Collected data
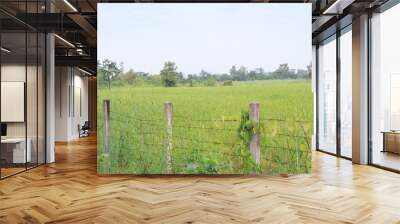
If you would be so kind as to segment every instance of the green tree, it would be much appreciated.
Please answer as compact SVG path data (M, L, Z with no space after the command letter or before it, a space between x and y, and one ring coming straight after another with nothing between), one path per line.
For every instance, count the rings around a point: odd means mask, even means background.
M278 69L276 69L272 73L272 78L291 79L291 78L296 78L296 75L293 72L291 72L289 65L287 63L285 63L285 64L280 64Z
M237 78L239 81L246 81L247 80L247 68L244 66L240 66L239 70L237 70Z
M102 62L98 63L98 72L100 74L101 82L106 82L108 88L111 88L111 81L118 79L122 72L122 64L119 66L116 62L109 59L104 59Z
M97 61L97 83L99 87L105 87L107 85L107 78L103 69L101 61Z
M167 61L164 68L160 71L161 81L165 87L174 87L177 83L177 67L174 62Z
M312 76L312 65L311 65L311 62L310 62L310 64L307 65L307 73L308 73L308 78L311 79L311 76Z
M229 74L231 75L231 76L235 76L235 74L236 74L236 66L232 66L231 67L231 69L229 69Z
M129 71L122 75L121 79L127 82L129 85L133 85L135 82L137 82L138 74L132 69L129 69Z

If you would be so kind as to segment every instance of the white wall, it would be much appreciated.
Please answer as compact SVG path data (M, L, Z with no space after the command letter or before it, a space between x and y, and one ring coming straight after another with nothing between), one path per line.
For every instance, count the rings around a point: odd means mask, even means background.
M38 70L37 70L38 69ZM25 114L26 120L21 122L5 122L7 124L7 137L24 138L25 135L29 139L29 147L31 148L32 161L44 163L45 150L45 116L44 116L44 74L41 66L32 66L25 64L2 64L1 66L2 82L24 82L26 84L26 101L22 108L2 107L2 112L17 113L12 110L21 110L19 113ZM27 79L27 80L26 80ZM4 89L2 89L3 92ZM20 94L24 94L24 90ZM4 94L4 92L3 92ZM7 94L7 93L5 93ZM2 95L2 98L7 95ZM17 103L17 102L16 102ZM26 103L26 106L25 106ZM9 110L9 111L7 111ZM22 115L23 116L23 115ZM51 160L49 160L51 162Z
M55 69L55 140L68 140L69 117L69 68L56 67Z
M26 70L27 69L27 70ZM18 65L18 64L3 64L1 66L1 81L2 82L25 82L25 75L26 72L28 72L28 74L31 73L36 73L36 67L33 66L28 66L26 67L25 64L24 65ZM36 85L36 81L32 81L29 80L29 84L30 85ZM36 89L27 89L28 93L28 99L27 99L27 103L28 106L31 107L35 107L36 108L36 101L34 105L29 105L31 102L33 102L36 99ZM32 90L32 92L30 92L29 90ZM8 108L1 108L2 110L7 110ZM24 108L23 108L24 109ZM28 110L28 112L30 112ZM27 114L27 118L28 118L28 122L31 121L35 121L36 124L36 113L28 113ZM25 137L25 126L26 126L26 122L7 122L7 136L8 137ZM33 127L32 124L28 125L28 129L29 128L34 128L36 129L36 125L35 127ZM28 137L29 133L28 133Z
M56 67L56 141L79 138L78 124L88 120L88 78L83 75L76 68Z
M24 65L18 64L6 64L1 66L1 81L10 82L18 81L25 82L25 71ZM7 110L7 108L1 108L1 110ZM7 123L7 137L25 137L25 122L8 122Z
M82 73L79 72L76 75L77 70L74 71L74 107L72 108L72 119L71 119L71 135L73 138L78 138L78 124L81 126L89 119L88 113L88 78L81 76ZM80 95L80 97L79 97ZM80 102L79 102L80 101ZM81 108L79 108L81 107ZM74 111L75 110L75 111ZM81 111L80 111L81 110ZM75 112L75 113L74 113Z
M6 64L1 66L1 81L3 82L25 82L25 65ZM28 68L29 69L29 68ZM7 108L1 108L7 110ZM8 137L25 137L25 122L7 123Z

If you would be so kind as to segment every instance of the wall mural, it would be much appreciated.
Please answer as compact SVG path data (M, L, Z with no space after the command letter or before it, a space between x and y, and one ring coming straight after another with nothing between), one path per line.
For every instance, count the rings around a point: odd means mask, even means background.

* * *

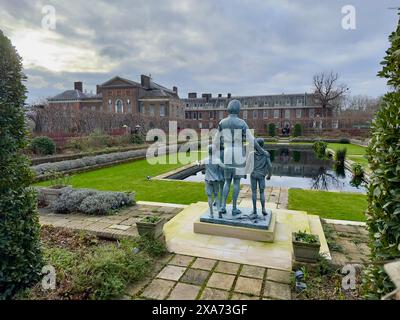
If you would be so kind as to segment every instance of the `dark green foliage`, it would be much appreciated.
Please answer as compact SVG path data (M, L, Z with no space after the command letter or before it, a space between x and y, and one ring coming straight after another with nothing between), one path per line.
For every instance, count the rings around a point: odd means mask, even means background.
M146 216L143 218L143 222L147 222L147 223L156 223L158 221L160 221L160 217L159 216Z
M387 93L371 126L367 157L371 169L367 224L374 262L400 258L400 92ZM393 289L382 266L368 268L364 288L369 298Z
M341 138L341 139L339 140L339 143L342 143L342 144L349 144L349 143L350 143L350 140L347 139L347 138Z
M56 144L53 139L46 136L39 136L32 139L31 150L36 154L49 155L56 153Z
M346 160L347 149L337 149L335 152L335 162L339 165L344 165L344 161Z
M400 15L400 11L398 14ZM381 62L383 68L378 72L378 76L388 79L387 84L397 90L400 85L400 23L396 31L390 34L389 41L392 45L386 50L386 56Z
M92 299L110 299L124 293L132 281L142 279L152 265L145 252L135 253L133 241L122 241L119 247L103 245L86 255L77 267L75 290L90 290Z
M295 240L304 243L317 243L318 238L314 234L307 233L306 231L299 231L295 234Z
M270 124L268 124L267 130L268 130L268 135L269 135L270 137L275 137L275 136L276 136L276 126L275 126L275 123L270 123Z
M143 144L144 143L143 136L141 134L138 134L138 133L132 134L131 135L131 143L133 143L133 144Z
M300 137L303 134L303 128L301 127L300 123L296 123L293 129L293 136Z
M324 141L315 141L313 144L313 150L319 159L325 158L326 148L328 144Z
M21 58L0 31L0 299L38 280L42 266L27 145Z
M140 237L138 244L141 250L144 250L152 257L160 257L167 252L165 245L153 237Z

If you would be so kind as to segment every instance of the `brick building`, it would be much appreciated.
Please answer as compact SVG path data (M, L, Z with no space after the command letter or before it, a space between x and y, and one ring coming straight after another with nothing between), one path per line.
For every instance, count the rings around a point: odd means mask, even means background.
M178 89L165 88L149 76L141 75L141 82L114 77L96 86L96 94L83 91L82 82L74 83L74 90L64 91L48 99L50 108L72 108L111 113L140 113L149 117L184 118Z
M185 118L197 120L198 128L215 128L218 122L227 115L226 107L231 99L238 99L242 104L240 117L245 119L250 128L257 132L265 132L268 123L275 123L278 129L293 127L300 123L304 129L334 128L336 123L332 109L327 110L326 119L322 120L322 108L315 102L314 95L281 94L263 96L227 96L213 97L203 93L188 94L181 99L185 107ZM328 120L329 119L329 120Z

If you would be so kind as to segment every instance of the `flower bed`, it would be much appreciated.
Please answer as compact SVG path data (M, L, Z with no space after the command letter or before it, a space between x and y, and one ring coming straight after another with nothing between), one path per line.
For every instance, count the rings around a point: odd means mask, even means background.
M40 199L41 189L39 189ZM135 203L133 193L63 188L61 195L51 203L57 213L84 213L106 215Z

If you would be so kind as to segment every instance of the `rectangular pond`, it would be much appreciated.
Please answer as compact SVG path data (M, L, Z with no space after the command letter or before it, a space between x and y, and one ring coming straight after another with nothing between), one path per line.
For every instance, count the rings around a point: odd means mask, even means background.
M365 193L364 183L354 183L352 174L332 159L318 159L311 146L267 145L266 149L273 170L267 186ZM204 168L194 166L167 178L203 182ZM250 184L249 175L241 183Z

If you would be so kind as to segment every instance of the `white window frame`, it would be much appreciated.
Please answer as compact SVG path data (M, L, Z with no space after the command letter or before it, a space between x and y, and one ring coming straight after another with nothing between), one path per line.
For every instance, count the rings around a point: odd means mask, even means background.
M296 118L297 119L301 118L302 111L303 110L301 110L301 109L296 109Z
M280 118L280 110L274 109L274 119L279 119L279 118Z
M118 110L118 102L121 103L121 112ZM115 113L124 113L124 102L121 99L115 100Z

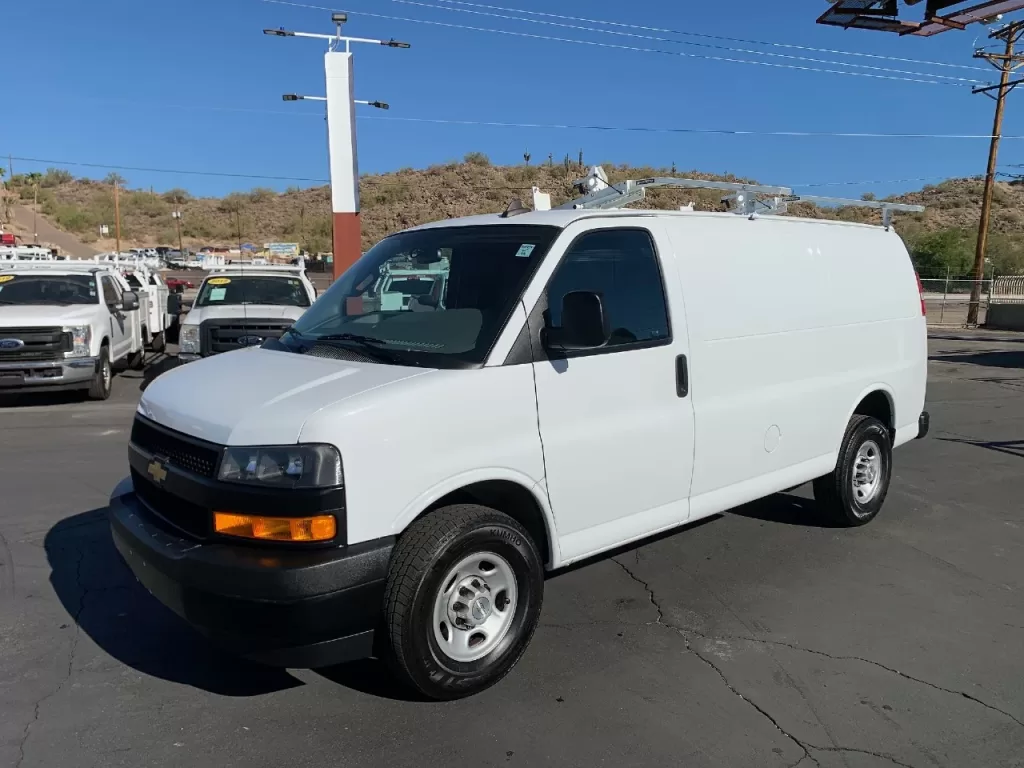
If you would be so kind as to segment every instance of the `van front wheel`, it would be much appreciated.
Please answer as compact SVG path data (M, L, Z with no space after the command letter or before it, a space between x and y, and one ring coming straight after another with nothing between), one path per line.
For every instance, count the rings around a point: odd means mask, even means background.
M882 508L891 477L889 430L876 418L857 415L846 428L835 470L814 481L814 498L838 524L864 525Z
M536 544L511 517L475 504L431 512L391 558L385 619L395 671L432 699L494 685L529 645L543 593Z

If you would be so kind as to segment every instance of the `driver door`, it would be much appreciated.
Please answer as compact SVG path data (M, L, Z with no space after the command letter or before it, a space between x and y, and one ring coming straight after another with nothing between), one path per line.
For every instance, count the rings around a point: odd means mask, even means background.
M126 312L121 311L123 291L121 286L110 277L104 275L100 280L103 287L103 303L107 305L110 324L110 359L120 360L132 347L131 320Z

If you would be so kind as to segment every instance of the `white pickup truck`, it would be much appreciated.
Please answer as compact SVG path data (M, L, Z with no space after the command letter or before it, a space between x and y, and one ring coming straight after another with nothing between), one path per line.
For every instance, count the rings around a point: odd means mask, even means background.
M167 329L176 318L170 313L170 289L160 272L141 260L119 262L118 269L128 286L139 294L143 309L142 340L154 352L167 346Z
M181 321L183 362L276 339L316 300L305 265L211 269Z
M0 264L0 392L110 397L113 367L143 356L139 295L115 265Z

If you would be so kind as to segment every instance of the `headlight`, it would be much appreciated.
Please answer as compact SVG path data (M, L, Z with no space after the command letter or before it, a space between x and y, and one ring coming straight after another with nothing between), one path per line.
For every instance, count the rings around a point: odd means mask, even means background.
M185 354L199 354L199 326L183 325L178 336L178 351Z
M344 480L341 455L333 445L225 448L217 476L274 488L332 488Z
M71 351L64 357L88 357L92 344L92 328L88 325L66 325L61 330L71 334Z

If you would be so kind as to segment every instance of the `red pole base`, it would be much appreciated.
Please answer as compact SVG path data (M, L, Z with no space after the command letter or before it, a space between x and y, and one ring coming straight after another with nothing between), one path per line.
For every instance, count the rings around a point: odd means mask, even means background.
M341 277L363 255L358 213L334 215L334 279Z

§ Exercise:
Where does the word "wall" appear in the records above? Return every line that holds it.

§ Answer for this exercise:
If you would be so kind as to segment every instance of the white wall, it would be much appreciated.
If you would be so kind as to segment every instance of the wall mural, it would be much appreciated.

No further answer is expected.